Work to complete
Reproduce the portion of the records that begins with the line containing "Exercise. Put one point on each instance of the wrinkled" and ends with the line containing "(1055, 565)", both lines included, and nothing else.

Available records
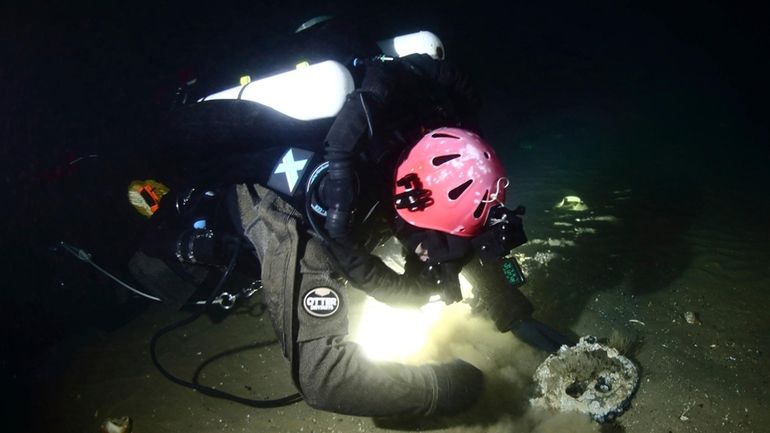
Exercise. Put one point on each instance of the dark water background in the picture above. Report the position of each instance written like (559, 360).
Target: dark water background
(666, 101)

* * *

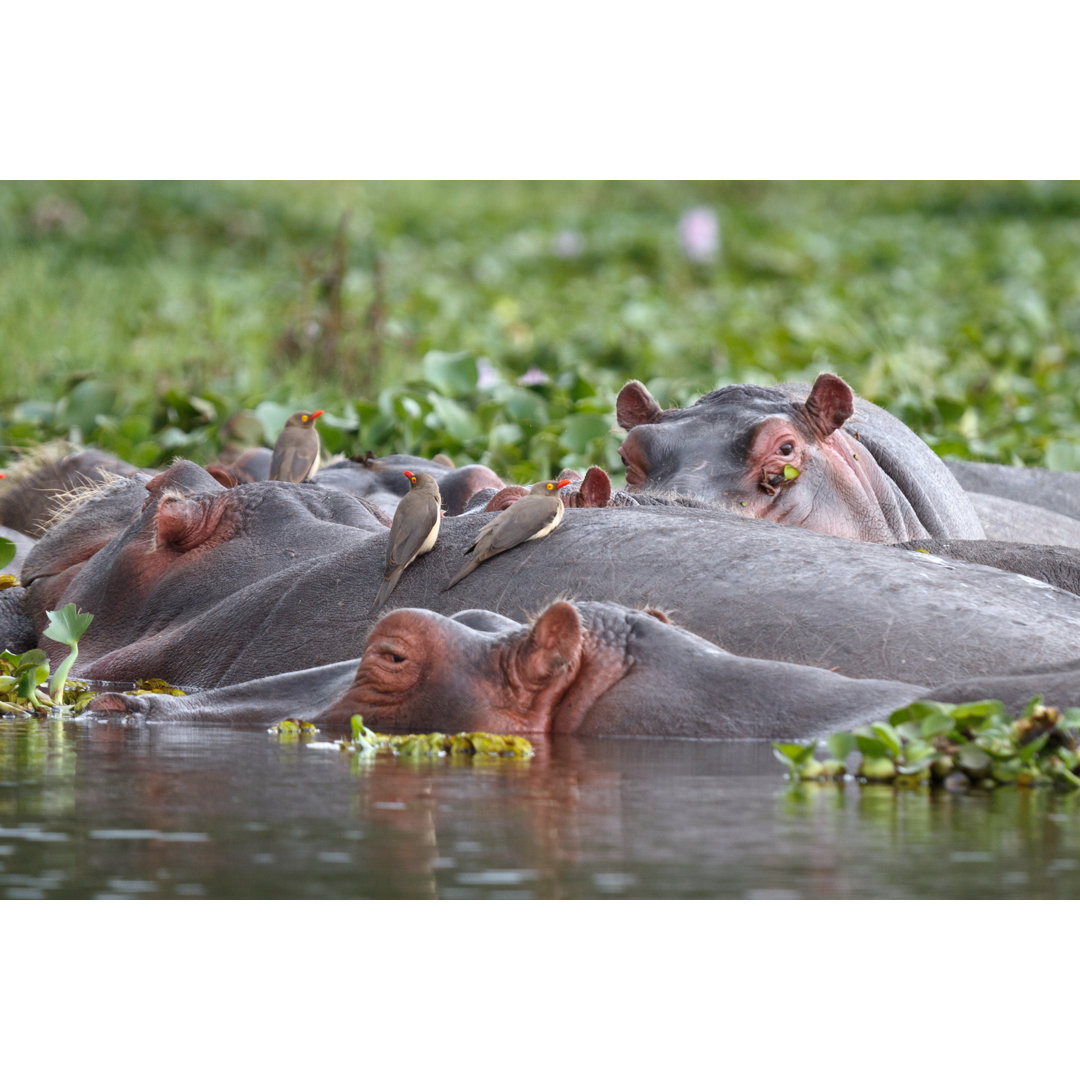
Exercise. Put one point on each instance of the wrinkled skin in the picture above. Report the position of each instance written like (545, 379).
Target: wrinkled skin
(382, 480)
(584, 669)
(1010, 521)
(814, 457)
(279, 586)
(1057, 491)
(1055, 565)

Result for this exercise
Exercise. Put one point on each instance of the wrinkled skin in the picture above. Report the position of each instance written like (545, 379).
Target: wrinkled skin
(382, 480)
(584, 669)
(1010, 521)
(814, 457)
(279, 586)
(1057, 491)
(1055, 565)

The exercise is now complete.